* START Provided passage *
The proposed surcharge — for single-purchase round trip car and driver tickets — would add a new tier to the summertime ticket price. Currently, Washington State Ferries (WSF) charges a base fare for single-ride round trip tickets from mid-October through April and a summer fare that is 25 percent higher from May until mid-October. The surcharge would create a third level of pricing, making single-ride tickets for all of July and August 35 percent higher than the base price.
In the proposed plan, a single ride ticket for a car and driver to Vashon would be $15.20 in the off-peak months. In the “shoulder seasons” of May 1 to June 23 and Sept. 8 through Oct. 9, that ticket would be $19, and in the peak time from June 24 through Labor Day, the ticket would be $20.55.
The transportation commission, which sets ferry fares, issued the proposal to address the financial shortfalls WSF has faced since the Legislature ended the so-called car tab tax in 1999, eliminating the ferries’ designated financial stream.
A public meeting about the proposal will be held Sept. 2 at McMurray Middle School.
The 2.5 percent fare increase is fair, said Alan Mendel, chair of the Vashon Ferry Advisory Committee and co-chair of the Fare Advisory Executive Council. Legislation in 2007 froze ferry fares until October of this year, and costs have gone up since then.
But Mendel and other ferry advocates are crying foul about the peak summer surchage.
While the aim of the surcharge is to collect revenue from summer tourists, Mendel said, the people who will be most affected are those Islanders who cannot buy the discounted 10-ride cards.
“There are a significant number of people on this Island who cannot afford to buy them,” he said.
Vickie Mercer, a member of Vashon’s Ferry Advisory Committee, said she believes the proposed fares would also discourage travelers from coming to Vashon.
“The incidental traveler will be obsolete,” she predicted.
Ferry ridership peaked in 1999, she noted, before fares started to rise; ridership has steadily decreased since. She’s also worried about the surcharge’s impacts on others who take the ferries occasionally — not just Islanders and tourists, but those who come here as part of their jobs, including county inspectors and businesses that deliver products.
This proposed increase also disturbs Melinda Sontgerath, owner of The Hardware Store Restaurant and former president of the Island’s chamber of commerce.
* END Provided passage *
* START Data supplied *
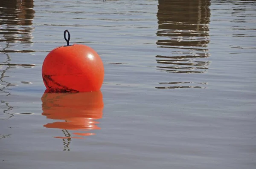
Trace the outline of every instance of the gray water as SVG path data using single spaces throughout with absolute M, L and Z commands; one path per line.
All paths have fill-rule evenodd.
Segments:
M 1 169 L 256 168 L 255 1 L 0 2 Z M 44 94 L 66 29 L 101 92 Z

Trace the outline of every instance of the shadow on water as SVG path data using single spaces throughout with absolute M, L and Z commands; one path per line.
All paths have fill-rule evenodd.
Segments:
M 54 137 L 62 140 L 64 151 L 70 150 L 72 138 L 84 138 L 82 136 L 95 134 L 91 131 L 100 129 L 97 126 L 99 122 L 95 120 L 102 117 L 104 104 L 100 91 L 79 93 L 47 93 L 46 91 L 41 100 L 42 115 L 63 121 L 44 126 L 61 130 L 62 135 Z
M 32 43 L 34 37 L 32 32 L 34 28 L 31 26 L 35 14 L 33 7 L 32 0 L 1 0 L 0 3 L 0 43 L 0 43 L 0 46 L 5 46 L 0 50 L 0 54 L 5 55 L 6 58 L 5 61 L 0 60 L 5 63 L 0 64 L 1 68 L 0 91 L 6 96 L 11 95 L 11 93 L 7 91 L 6 89 L 9 86 L 16 85 L 4 79 L 5 77 L 8 77 L 6 74 L 8 70 L 11 69 L 12 66 L 15 66 L 10 63 L 11 56 L 9 53 L 17 52 L 9 49 L 13 47 L 13 43 L 30 44 L 30 46 Z M 9 116 L 3 119 L 8 119 L 13 116 L 13 114 L 8 112 L 12 110 L 12 107 L 3 100 L 1 100 L 0 101 L 4 105 L 1 106 L 4 109 L 4 114 L 8 114 Z
M 168 73 L 203 73 L 208 69 L 209 0 L 159 0 L 157 45 L 167 54 L 156 56 L 157 70 Z M 193 83 L 163 82 L 159 84 Z M 201 83 L 204 84 L 205 83 Z M 187 88 L 192 86 L 157 87 Z M 204 88 L 200 86 L 195 88 Z

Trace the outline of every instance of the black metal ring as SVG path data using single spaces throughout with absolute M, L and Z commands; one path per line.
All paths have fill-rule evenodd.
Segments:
* END Data supplied *
### Task requirements
A) According to the ferry fare article, why does Alan Mendel consider the 2.5 percent fare increase fair? Answer in one to three sentences.
B) Print the part of the ferry fare article that opens with the words containing "The transportation commission, which" and closes with "McMurray Middle School.".
Use only the ferry fare article to complete each task.

### Answers given
A) Mendel considers the 2.5 percent increase fair because legislation in 2007 froze ferry fares until October of this year. Costs have gone up since then.

B)
The transportation commission, which sets ferry fares, issued the proposal to address the financial shortfalls WSF has faced since the Legislature ended the so-called car tab tax in 1999, eliminating the ferries’ designated financial stream.
A public meeting about the proposal will be held Sept. 2 at McMurray Middle School.